> **Location identification entries**:

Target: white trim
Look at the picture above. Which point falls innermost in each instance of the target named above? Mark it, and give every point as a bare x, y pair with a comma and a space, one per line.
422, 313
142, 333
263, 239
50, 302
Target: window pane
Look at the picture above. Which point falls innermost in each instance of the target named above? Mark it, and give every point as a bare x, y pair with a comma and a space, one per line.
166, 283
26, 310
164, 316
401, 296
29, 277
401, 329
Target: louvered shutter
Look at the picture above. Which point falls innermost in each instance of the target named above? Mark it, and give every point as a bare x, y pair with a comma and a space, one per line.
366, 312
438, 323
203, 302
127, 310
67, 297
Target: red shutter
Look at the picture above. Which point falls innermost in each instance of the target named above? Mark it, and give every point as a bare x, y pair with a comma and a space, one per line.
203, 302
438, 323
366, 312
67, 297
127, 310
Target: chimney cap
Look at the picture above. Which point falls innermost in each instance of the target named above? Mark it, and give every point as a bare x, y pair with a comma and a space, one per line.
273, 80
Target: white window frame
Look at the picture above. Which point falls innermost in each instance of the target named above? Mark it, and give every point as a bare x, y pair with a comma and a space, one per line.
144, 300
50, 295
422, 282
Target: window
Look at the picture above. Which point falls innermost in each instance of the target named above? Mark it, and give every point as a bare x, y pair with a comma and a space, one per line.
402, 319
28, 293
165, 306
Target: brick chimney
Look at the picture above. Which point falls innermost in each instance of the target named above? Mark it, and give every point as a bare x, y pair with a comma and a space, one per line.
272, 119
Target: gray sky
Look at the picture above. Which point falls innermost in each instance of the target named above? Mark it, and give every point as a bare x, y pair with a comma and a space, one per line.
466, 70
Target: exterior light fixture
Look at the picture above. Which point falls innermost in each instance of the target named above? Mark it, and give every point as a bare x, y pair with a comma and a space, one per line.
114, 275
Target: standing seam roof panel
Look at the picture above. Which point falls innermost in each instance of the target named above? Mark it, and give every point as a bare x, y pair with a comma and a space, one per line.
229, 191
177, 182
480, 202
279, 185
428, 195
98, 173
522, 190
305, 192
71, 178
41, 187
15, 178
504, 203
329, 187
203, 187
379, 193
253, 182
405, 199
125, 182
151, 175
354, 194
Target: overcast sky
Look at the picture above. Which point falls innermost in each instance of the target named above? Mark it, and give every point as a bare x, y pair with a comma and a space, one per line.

> **STATED GOAL**: In the records above, locate the line that contains "Target: red shutter". Repeat it and every line after it, exactly, and nothing else.

> **CORRECT OUTPUT**:
Target: red shutter
Look at the picture above. Which point falls innermost in each instance of the target named above? Mark it, and give every point as a bare x, y pair with a comma and a space, one per line.
203, 302
438, 323
366, 312
67, 297
127, 310
Target: chimney cap
Look at the picture above. Which point falls innermost in each instance of the target named above? Mark it, and give every point as a bare x, y pair with a comma and a space, one per line.
273, 80
Target: white window frame
Look at the picture above. Which point falls innermost in each instance of the target named above? Mark it, and give every point as a bare x, y pair with a comma and a space, one per line.
144, 300
50, 295
422, 282
Target: window
Look at the picture above. Which point falls innermost in each instance of the target named above? Mark it, and give every point as a bare x, y pair with a comma and a space, one per line.
402, 319
28, 293
165, 306
Target: brick chimney
Look at the picture above. Which point falls innermost in each instance of the target named above? Mark it, and give every point as a bare x, y pair with a comma and a space, one per line.
272, 119
Target: gray sky
Look at the picture above. Which point falls innermost in each instance of the target named above? Mark it, and give every point as a bare x, y pair with a comma and a space, one per line.
466, 70
Target: exterior light fixture
Look at the picture above. Which point falls innermost in each instance of the target named above? Mark it, and give every point as a bare x, y pair with a comma and a space, one per line.
114, 275
Target: standing seam roof panel
Look at the picture above. Which point falls innermost in each instance of the target named above? Mark it, and give every point as a bare x, y pair with a comma and a space, one per line.
229, 191
177, 182
480, 202
279, 185
428, 195
98, 173
522, 190
305, 192
71, 178
41, 187
15, 178
504, 203
329, 187
203, 187
379, 193
253, 182
405, 199
125, 182
151, 175
354, 194
Target: overcast sky
Look at the picture above. Which point falls innermost in each instance of the target named above? Mark it, and give every point as a bare x, y pair with a comma and a space, one per line.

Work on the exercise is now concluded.